◆ WHAT YOU NEED TO DO: Locate every line in the records below that contains the string "rocky" and copy each of those lines out in full.

◆ Dataset records on object locations:
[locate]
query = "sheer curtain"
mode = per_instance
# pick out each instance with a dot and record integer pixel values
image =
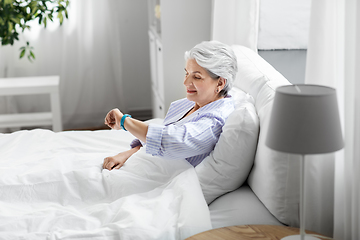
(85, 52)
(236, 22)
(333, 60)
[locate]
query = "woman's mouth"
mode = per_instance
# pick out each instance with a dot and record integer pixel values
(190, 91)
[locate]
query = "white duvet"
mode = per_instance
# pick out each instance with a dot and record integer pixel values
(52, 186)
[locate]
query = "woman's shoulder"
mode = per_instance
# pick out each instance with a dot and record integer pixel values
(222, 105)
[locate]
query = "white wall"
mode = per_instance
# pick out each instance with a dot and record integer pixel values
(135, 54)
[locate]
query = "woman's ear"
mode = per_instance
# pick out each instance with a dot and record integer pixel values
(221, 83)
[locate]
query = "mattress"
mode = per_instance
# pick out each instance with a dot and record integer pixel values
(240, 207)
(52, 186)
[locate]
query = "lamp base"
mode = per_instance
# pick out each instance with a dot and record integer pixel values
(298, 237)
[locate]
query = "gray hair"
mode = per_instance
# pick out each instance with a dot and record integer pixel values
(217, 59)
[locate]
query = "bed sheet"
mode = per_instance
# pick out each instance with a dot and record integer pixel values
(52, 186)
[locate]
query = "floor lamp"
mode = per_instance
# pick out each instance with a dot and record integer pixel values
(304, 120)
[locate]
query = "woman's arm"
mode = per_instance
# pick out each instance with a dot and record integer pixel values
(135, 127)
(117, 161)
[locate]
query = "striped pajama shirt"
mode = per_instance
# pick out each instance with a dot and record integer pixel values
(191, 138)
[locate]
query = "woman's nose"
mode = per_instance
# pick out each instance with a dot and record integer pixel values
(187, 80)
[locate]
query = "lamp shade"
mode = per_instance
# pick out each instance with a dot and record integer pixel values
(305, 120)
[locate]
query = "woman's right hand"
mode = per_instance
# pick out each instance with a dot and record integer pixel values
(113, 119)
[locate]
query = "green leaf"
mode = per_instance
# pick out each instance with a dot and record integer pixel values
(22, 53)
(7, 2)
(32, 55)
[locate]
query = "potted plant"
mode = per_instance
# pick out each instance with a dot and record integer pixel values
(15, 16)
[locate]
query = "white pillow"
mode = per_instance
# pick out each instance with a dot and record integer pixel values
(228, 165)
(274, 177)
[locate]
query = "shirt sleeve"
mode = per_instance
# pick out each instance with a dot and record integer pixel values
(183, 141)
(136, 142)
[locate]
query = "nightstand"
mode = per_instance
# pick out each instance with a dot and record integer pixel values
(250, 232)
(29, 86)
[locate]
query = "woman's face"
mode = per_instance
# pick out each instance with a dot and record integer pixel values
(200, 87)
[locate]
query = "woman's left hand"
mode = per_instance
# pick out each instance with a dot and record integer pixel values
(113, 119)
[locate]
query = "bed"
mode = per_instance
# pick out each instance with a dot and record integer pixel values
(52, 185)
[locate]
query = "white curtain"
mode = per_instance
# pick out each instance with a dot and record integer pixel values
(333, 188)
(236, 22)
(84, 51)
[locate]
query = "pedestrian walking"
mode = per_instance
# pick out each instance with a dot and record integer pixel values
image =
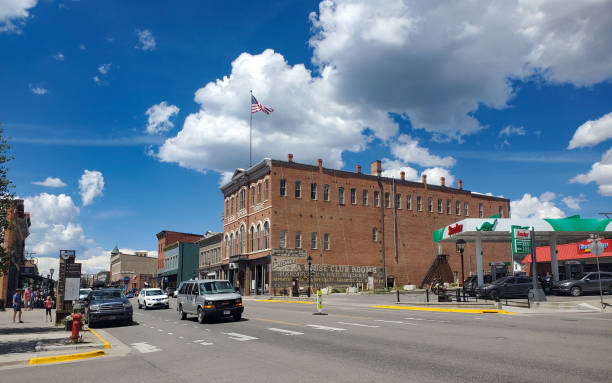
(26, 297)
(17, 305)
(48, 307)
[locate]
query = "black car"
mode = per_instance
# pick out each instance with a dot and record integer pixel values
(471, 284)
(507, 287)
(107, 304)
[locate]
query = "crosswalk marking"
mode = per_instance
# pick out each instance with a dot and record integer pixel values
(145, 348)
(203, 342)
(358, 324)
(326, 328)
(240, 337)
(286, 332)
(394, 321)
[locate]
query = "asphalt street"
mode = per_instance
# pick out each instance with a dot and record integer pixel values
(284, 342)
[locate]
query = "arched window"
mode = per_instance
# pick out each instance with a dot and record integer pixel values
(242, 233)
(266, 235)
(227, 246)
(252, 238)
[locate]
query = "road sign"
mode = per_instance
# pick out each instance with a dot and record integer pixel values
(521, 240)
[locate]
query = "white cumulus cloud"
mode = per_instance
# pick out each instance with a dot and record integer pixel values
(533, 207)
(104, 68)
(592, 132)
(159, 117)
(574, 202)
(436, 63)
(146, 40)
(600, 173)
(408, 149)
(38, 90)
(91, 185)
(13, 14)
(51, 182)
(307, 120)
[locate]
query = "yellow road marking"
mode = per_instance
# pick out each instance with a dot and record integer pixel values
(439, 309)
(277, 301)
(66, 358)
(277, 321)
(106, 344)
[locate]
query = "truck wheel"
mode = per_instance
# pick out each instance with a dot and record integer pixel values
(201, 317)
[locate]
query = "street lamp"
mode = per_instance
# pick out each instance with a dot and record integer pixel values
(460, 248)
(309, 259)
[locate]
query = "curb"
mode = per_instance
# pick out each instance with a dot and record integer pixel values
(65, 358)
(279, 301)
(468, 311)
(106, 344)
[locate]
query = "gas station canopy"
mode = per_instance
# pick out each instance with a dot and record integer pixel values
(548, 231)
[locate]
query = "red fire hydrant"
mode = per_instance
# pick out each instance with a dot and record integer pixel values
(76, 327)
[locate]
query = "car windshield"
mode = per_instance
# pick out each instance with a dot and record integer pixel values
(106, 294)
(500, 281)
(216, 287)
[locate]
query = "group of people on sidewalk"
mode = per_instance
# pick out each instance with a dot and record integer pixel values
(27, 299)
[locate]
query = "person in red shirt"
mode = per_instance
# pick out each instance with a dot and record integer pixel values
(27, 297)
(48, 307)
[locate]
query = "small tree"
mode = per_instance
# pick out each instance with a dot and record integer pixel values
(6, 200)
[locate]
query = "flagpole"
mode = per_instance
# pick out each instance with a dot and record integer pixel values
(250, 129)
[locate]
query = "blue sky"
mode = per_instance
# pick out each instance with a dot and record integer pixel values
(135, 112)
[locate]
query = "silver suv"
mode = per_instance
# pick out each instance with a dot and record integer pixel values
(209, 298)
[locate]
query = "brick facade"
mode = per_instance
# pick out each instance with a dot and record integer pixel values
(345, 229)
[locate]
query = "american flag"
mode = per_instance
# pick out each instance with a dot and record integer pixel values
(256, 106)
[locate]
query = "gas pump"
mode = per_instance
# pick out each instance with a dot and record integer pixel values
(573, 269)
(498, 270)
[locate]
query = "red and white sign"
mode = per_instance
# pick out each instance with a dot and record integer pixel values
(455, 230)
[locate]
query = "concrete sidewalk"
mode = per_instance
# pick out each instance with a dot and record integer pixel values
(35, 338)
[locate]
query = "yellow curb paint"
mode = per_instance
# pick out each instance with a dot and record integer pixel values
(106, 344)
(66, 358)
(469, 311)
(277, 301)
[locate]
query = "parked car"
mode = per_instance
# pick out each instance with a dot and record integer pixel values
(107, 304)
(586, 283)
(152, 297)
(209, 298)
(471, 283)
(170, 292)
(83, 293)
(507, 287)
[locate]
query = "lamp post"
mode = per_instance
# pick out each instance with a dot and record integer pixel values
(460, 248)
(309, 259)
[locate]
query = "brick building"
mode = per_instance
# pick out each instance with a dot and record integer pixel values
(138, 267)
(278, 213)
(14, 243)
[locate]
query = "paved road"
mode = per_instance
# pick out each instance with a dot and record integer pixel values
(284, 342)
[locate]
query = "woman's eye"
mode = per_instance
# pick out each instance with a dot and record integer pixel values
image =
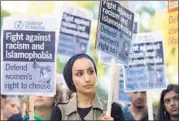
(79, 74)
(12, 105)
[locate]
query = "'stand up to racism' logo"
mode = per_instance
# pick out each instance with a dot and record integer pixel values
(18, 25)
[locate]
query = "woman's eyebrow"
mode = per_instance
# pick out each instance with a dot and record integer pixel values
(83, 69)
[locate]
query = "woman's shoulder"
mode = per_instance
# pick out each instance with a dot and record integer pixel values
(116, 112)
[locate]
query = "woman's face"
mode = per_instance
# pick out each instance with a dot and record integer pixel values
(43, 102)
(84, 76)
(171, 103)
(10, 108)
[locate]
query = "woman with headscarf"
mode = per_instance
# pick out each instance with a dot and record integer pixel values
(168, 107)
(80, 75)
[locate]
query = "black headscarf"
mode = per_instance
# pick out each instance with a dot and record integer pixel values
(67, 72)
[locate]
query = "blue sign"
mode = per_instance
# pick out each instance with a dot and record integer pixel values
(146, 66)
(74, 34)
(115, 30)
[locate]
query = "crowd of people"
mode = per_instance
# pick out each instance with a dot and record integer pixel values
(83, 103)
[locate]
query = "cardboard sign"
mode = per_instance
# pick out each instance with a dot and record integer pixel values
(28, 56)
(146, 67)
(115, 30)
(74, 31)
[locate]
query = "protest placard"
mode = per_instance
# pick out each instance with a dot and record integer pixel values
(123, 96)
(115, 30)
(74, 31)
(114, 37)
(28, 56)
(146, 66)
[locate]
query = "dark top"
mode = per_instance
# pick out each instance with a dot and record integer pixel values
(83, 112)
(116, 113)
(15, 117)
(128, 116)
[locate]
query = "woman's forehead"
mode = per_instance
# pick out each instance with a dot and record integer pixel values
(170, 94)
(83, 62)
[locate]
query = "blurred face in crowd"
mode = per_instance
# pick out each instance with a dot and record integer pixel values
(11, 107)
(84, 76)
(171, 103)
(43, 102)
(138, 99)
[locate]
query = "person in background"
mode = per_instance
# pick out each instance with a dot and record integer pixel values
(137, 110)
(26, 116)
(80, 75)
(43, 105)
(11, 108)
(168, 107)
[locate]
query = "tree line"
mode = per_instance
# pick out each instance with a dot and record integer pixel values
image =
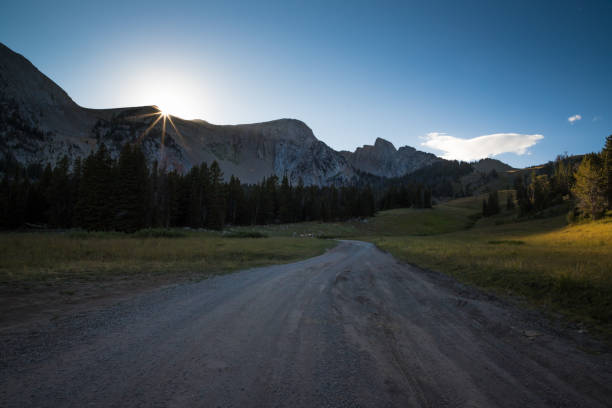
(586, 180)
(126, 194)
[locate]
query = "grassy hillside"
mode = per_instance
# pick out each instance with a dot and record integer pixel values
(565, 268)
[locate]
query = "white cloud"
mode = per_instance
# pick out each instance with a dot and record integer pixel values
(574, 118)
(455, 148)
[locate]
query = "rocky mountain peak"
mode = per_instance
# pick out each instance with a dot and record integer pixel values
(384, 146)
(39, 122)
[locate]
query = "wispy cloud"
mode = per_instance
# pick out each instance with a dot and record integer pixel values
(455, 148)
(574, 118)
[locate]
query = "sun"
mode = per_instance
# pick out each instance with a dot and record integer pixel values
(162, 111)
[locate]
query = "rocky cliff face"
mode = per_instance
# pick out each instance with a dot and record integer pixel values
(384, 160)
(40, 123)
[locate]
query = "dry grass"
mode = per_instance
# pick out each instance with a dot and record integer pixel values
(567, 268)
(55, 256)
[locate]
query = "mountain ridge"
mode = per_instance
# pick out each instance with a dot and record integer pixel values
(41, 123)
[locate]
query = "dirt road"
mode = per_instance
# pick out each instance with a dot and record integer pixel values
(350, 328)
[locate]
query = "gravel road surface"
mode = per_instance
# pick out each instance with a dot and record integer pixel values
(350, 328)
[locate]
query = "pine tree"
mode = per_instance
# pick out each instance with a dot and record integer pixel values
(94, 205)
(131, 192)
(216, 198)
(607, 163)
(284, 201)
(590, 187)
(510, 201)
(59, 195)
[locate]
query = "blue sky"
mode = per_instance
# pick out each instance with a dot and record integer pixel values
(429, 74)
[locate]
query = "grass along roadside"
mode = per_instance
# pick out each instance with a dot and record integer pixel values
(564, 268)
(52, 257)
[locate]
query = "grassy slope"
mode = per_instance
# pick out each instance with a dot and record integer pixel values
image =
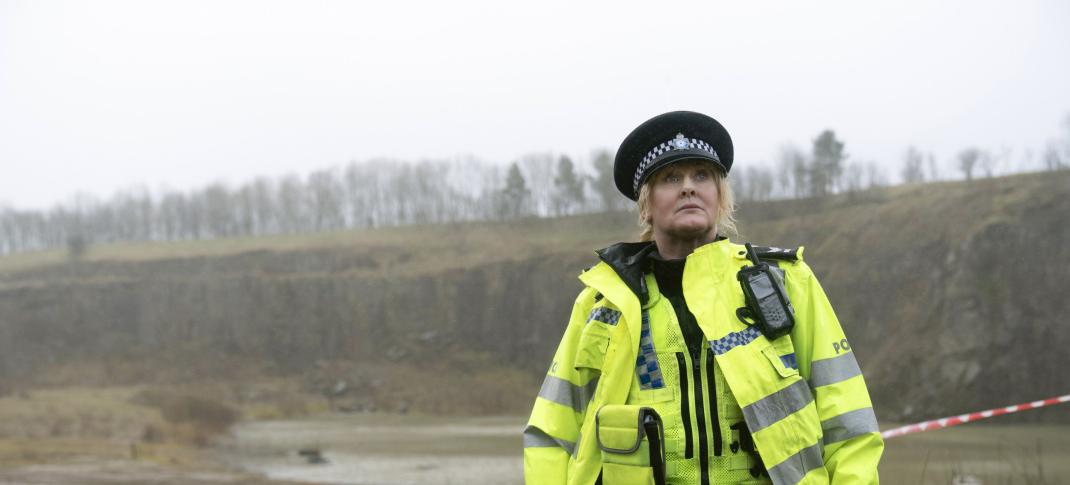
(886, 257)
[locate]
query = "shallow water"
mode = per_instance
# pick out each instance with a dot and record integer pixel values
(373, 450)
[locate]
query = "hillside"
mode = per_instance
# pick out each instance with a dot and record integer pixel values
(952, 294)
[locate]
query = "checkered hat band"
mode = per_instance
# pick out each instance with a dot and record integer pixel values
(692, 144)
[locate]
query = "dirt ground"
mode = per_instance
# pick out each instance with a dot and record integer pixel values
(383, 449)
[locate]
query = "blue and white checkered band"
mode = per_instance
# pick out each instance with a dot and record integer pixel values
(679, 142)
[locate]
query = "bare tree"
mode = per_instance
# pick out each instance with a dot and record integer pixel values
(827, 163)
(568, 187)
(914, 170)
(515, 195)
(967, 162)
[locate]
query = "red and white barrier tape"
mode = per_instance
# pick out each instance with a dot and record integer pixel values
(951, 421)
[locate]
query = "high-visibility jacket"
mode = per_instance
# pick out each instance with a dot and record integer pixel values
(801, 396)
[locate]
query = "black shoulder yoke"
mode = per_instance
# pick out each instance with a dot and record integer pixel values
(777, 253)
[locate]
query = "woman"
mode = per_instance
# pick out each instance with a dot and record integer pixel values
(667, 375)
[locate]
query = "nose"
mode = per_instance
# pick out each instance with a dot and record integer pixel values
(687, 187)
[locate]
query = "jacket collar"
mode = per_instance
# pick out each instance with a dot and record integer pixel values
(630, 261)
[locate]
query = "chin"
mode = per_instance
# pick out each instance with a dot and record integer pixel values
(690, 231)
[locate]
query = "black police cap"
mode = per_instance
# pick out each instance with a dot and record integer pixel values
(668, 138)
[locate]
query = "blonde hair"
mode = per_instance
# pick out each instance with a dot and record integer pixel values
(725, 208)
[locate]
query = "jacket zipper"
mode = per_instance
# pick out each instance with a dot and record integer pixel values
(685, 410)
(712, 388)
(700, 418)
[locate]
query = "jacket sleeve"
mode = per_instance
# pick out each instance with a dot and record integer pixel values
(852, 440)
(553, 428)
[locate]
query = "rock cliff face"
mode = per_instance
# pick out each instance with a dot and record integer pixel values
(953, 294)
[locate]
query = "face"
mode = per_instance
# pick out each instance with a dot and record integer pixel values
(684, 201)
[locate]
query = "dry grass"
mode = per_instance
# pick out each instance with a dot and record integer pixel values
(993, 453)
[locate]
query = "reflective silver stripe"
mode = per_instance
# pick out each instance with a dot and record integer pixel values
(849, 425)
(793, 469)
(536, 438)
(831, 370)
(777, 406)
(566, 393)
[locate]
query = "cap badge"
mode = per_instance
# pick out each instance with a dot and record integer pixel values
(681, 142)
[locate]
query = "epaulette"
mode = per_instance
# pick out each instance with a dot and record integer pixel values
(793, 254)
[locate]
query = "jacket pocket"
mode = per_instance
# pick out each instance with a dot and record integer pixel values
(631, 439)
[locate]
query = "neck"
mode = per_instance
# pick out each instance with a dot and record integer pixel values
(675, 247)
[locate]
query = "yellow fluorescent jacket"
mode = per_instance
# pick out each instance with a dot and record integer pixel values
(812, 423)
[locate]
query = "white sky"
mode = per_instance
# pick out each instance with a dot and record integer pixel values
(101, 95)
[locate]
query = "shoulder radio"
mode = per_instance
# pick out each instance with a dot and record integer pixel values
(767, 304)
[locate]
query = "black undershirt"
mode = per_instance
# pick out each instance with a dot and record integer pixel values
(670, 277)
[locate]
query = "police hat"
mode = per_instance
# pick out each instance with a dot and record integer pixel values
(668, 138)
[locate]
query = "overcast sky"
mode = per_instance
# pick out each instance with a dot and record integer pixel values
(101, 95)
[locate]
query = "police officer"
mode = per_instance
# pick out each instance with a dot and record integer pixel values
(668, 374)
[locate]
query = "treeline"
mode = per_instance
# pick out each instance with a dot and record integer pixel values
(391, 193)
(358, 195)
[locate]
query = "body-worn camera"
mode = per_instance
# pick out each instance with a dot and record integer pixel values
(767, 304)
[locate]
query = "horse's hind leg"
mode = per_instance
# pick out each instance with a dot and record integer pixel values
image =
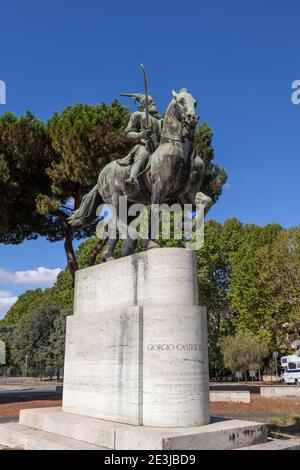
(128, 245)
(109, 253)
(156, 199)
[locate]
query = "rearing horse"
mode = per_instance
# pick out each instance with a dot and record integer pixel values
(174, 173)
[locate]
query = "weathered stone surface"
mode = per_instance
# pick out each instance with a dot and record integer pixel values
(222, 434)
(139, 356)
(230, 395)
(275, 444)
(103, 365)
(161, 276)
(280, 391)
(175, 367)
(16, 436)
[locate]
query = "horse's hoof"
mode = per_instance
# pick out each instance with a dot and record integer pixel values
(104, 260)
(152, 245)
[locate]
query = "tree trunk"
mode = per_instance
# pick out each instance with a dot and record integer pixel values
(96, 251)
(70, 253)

◆ SOLUTION TO THIS PROBLEM:
query = "rocky mountain peak"
query = "rocky cliff face"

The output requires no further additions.